§ EXERCISE: Count the lines in the data below that contain the string "white", treating uppercase and lowercase letters as different, and reply with only that number.
## start RECORDS TO PROCESS
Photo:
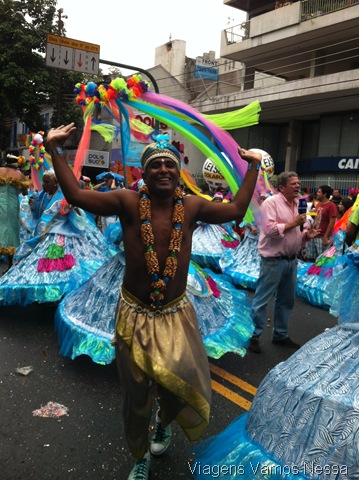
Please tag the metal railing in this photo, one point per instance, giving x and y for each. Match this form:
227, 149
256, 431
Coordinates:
309, 10
315, 8
343, 184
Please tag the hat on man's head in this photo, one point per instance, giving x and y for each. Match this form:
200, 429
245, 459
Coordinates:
11, 161
218, 195
159, 149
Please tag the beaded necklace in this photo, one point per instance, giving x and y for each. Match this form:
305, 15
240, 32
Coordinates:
45, 196
159, 284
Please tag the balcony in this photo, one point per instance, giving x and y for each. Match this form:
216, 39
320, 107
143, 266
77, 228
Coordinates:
296, 67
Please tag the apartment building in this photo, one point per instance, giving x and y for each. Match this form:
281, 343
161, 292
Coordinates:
301, 61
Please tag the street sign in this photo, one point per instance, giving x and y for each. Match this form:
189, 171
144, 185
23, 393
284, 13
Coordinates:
69, 54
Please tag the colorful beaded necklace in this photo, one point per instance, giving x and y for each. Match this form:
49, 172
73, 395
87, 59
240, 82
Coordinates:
159, 284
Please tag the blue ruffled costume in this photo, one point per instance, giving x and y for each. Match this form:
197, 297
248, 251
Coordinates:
84, 319
304, 420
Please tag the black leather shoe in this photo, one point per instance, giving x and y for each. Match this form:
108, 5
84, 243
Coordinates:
254, 345
286, 342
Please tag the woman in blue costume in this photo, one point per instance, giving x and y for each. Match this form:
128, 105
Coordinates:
12, 182
210, 242
313, 284
66, 249
304, 420
85, 318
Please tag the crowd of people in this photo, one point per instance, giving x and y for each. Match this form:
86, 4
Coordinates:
161, 329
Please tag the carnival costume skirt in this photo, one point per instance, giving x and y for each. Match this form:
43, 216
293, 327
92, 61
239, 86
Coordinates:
304, 420
84, 319
54, 263
242, 265
314, 284
210, 242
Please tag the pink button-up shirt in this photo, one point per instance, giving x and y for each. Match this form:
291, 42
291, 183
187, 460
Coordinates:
273, 241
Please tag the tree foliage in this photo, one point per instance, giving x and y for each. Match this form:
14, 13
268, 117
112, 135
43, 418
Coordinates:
25, 82
27, 85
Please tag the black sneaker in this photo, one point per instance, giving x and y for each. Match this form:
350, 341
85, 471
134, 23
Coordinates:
254, 345
161, 439
141, 469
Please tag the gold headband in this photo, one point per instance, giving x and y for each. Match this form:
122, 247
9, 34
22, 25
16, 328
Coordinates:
164, 153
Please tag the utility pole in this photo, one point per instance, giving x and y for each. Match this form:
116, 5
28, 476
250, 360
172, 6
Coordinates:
60, 26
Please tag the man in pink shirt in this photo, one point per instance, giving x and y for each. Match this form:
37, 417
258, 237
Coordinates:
279, 242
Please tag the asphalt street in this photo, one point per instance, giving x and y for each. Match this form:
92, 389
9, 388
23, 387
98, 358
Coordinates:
88, 443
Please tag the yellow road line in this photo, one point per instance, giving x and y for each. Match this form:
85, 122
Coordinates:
232, 396
232, 379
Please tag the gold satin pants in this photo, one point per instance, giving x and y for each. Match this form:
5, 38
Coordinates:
163, 347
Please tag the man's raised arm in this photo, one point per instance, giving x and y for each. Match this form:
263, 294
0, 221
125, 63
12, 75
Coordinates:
103, 203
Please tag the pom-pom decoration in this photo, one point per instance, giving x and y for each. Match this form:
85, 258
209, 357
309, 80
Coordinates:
35, 142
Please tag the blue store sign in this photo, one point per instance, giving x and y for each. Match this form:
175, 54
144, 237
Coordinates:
329, 164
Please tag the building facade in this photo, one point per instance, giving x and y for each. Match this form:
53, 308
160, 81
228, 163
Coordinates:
302, 63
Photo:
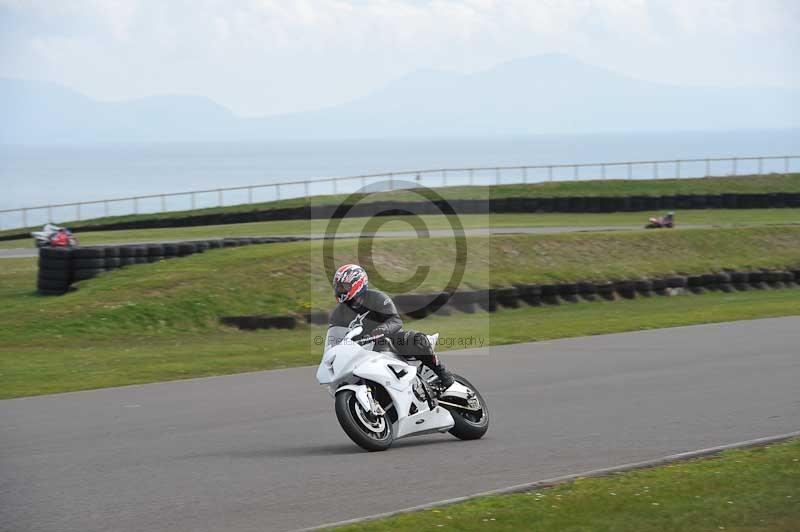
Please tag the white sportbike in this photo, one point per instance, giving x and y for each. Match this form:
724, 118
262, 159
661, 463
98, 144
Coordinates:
381, 397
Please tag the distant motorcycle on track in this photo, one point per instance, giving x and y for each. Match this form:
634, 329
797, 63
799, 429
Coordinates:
662, 222
381, 397
54, 236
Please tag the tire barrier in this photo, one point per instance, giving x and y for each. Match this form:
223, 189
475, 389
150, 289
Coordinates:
572, 204
507, 297
587, 291
417, 306
59, 268
625, 289
529, 294
643, 287
550, 294
568, 292
155, 252
252, 323
55, 271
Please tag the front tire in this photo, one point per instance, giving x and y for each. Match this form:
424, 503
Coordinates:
372, 436
469, 425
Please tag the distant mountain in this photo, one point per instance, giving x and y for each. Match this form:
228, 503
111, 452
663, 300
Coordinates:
548, 94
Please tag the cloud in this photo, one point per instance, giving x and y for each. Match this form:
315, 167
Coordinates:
271, 56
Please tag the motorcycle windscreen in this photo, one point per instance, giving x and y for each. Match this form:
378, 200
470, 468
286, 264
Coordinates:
334, 337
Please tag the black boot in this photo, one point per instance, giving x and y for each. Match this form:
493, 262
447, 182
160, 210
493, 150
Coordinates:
445, 377
422, 349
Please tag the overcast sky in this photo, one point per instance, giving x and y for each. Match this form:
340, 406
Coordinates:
260, 57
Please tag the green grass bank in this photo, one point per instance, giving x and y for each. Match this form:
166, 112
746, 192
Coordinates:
750, 184
713, 217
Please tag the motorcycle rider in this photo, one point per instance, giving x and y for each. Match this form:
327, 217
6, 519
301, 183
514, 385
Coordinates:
350, 287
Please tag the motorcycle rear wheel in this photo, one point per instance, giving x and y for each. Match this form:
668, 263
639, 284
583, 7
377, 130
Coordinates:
469, 425
355, 423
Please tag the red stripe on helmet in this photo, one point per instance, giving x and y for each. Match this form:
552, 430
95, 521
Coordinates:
355, 288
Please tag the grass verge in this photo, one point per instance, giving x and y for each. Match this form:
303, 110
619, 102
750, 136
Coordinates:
751, 184
634, 220
191, 293
67, 362
752, 489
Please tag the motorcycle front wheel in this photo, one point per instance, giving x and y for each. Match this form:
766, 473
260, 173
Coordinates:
366, 431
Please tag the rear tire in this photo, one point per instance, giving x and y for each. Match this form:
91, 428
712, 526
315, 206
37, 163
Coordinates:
468, 425
347, 412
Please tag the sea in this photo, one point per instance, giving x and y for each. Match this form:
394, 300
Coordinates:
33, 176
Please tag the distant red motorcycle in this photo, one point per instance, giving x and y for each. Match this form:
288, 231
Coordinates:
54, 236
663, 222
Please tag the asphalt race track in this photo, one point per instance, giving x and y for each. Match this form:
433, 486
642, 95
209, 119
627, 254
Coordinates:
12, 253
263, 451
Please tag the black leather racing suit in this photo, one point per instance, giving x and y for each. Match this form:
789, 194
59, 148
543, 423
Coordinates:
382, 318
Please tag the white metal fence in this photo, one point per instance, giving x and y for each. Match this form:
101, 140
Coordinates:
497, 175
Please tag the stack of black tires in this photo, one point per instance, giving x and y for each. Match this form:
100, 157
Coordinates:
91, 262
60, 267
55, 271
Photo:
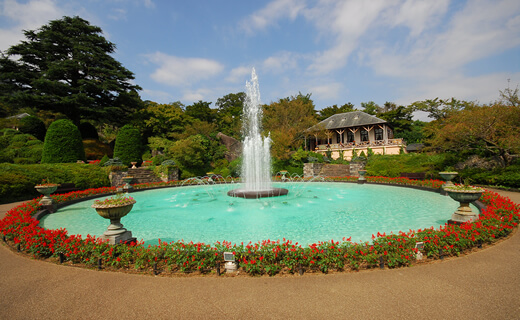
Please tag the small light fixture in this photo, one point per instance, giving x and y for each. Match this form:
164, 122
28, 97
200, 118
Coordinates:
230, 265
217, 266
419, 246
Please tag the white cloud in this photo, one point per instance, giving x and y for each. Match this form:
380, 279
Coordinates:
281, 62
328, 91
239, 74
270, 14
25, 16
196, 95
177, 71
346, 21
149, 4
417, 15
482, 89
156, 95
118, 14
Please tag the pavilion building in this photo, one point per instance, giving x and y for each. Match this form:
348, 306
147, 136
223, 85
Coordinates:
353, 132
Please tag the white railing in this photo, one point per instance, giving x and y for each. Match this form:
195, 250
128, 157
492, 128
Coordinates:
362, 144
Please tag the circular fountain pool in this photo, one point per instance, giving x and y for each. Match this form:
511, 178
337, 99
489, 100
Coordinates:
311, 212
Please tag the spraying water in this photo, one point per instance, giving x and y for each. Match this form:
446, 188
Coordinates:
256, 165
256, 157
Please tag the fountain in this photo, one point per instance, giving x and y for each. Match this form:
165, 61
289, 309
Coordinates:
256, 157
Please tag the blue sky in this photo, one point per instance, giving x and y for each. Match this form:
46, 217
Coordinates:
339, 51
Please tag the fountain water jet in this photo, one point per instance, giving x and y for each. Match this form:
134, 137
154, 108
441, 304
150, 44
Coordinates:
256, 163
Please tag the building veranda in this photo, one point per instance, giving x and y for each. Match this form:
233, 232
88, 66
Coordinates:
345, 134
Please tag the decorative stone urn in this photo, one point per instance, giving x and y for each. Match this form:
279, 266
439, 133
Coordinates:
447, 176
464, 195
284, 173
115, 232
362, 178
46, 201
127, 187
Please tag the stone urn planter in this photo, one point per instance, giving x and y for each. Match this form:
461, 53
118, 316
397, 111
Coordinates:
114, 209
127, 187
46, 201
362, 178
447, 176
464, 195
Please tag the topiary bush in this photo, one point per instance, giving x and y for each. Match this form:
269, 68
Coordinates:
17, 181
88, 131
34, 126
129, 146
17, 147
63, 143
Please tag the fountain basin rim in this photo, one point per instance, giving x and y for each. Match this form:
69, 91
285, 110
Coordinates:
255, 194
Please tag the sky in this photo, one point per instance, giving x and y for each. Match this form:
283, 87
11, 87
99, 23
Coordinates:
338, 51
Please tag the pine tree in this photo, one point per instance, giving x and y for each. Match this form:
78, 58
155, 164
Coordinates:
65, 66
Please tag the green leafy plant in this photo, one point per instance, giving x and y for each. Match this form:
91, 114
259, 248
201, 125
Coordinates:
114, 201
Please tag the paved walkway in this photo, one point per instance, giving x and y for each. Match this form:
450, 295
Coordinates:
482, 285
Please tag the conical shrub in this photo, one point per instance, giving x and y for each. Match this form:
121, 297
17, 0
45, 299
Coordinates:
63, 143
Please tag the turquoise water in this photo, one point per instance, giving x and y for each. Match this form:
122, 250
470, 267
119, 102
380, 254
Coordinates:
311, 212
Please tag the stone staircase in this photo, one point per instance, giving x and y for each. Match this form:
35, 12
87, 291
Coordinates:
143, 175
334, 170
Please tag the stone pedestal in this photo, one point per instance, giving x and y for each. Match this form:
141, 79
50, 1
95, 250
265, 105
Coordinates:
46, 201
115, 232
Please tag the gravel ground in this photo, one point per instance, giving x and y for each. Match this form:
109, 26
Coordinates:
481, 285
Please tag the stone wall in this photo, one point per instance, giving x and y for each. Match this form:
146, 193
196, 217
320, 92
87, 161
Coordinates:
332, 170
312, 169
142, 175
355, 166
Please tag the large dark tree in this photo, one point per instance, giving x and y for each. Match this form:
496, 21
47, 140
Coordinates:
229, 113
65, 66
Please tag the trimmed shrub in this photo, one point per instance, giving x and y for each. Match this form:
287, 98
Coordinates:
17, 147
17, 181
129, 146
88, 131
33, 126
95, 149
63, 143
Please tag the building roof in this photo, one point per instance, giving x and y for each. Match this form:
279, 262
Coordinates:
345, 120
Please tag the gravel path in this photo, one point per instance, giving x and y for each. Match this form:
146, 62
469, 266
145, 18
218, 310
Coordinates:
481, 285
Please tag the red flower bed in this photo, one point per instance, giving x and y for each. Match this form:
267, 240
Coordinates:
498, 220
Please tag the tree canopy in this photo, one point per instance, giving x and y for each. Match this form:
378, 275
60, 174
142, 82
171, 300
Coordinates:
286, 120
66, 67
488, 129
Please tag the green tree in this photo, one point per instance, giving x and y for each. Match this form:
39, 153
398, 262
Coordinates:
34, 126
201, 110
371, 107
163, 120
192, 155
400, 118
439, 109
330, 111
488, 129
229, 113
286, 121
129, 146
63, 143
510, 96
66, 67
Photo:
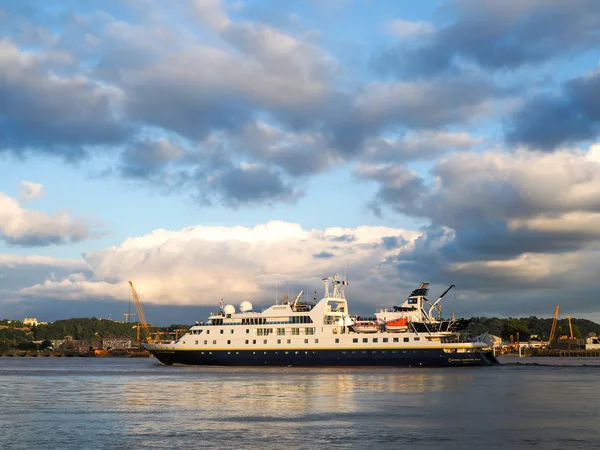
## end RECORDS TO PROCESS
§ THE ANSWER: 4